→ TASK INSTRUCTIONS
Scan the entries below. Return every line that includes "beach".

→ AVAILABLE DATA

#####

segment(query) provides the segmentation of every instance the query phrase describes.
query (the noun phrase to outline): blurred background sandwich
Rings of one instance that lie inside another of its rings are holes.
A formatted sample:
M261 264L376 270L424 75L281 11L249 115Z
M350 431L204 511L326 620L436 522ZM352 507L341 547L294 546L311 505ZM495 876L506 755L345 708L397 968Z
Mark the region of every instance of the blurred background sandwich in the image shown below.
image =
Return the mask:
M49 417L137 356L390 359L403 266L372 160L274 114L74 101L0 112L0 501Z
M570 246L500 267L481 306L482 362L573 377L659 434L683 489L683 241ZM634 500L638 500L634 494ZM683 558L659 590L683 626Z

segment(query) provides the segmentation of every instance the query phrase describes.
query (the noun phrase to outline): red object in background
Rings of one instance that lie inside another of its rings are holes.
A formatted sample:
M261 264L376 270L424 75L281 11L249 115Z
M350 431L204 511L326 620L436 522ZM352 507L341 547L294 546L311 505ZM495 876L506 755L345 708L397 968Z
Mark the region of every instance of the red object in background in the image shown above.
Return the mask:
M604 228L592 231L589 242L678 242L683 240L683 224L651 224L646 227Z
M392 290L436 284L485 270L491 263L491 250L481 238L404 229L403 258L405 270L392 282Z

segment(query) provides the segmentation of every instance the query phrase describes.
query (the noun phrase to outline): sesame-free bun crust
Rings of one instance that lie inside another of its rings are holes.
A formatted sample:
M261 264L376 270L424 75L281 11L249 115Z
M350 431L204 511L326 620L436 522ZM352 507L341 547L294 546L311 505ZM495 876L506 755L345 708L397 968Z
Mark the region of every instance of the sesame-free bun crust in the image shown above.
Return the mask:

#####

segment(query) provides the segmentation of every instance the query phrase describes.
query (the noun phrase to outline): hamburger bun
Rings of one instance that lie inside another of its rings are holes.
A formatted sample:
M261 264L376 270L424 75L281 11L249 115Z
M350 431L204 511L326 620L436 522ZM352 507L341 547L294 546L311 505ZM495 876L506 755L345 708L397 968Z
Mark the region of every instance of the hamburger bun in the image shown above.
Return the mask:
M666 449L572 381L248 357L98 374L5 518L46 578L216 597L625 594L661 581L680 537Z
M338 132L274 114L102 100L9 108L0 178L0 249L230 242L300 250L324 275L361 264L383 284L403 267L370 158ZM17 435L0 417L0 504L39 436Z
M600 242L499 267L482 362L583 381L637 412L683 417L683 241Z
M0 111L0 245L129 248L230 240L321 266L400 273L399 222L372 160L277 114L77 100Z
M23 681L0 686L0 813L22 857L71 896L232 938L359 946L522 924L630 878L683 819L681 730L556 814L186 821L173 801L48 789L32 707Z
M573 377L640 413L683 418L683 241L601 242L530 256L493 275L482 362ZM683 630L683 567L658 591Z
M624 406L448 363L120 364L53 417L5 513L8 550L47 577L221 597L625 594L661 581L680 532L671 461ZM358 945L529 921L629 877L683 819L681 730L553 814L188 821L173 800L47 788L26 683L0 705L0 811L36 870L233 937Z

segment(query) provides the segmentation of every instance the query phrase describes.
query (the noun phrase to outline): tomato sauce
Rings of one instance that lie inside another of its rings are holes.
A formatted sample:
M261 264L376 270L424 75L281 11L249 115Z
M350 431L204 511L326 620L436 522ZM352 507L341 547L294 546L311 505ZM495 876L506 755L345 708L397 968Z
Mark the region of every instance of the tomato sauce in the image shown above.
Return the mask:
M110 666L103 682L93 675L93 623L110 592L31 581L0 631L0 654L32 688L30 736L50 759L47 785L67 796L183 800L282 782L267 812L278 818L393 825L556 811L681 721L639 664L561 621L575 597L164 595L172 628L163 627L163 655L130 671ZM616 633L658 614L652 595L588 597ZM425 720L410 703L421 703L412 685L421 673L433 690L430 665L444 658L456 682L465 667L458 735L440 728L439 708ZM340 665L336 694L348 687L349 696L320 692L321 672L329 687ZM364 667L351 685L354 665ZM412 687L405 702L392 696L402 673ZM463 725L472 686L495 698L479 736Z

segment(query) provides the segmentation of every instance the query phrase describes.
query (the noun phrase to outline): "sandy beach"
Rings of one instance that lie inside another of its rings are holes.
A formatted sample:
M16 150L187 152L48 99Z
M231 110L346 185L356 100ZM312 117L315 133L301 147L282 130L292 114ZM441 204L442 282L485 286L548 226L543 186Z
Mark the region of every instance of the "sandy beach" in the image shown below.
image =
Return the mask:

#####

→ WORKED SOLUTION
query (the noun phrase to outline): "sandy beach"
Mark the region of every instance of the "sandy beach" in the image shown below.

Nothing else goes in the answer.